→ Reading passage:
When does progress stop and playing God begin? When South Korean researchers announced Thursday that human embryos had been successfully cloned in a laboratory, the instant ethical ramifications flared up like a Roman candle.
There is no right to play God, opponents of embryo-cloning contend. The creation of life is at the will of our Creator and no one else, especially not some lab coat in some underground laboratory. The creation of a human embryo is the creation of human life, and to alter that embryo is a whimsical juggling act of life and death.
Each breakthrough in genetic engineering - from Dolly the sheep's birth, her death, stem-cell research and beyond - confronts progress with ethics. Every instance of genetic engineering is passionately argued on both sides until, quite frankly, it stops being news.
Last year, the United Nations placed a two-year gag order on human cloning decrees. No news is good news - we'll make our minds up when this whole thing has died down, thanks.
But whenever a controversial issue comes part and parcel with ethics vs. scientific progress, ignoring the circumstances is fastidiously stubborn. If we ignore the clamor, the shouting and the discourse, we ignore the issue itself and our capacity to learn from it as a race of human beings.
When considering the intent of the research and use cloned human embryos, the potential outweighs the moral implications. Therapeutic cloning - the practice of generating embryos as possible treatment for diseases - is not playing God. It answers a greater ethical rule - the golden one.
Treat others as you want to be treated. If the technology available affords an injured or ill person an opportunity to live or to live a prolonged healthy life to buck their prognosis, don't they deserve it? If a scientist in a laboratory is able to fabricate healthy organs to replace sick ones, is it ethical to deny the technology and allow suffering?
The moral and ethical implications of essentially creating a human life outside a mother's womb indeed run deeper than an opinion in a newspaper can possibly provide. Religion, philosophy and faith are lifelong beliefs, embraced for the sake of having beliefs to fall back on.
The argument can be made that more people should have a core belief structure to keep society in a consistent level of morality, but the degree of morality is forever up to the individual. The insistence that human embryos should be cloned to combat disease and prolong life is not an invasion of anyone's personal beliefs, it's a belief in and of itself and both need to be respected.
The world needs to take the opportunity for diabetes, Parkinson's Disease, central nervous system injury and more to be wiped out entirely or drastically sedated. For the sake of people whose numbers never show up on the organ donor list, we say accept this technology as a method of enriching life, not manipulating it.
We all stand to learn a great deal more about how technological and scientific advance can work for us. The moment we mistrust the intent of progress, however, is the moment we set a limit to our capabilities as humans.

→ Records shown:

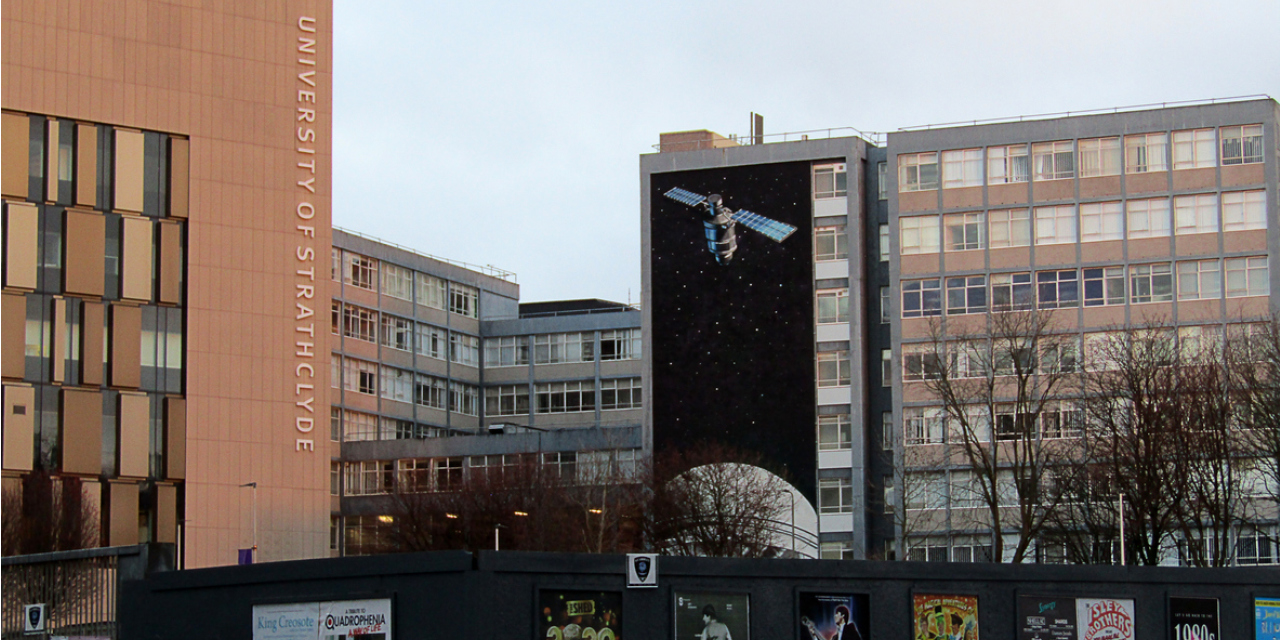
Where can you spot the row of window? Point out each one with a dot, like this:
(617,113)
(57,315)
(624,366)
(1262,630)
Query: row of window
(562,347)
(567,397)
(1088,158)
(1093,222)
(383,476)
(403,385)
(1100,286)
(405,283)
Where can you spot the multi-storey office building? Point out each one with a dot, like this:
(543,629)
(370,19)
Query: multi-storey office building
(1111,220)
(165,205)
(438,370)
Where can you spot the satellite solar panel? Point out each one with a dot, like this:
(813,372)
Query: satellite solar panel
(773,229)
(688,197)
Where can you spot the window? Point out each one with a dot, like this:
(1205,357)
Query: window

→ Problems to solve:
1. From the cloning editorial, reproduce the stretch from "Each breakthrough in" through "died down, thanks.".
2. Please rewrite the paragraph in the cloning editorial that begins "Treat others as you want to be treated" more briefly, keeping its main points.
3. According to the cloning editorial, what did the United Nations do last year?

→ Expected results:
1.
Each breakthrough in genetic engineering - from Dolly the sheep's birth, her death, stem-cell research and beyond - confronts progress with ethics. Every instance of genetic engineering is passionately argued on both sides until, quite frankly, it stops being news.
Last year, the United Nations placed a two-year gag order on human cloning decrees. No news is good news - we'll make our minds up when this whole thing has died down, thanks.

2. Treat others as you want to be treated: if technology can let ill or injured people live, or live longer and healthier despite their prognosis, don't they deserve it? And is it ethical to refuse lab-made healthy replacement organs and allow suffering?

3. It placed a two-year gag order on human cloning decrees.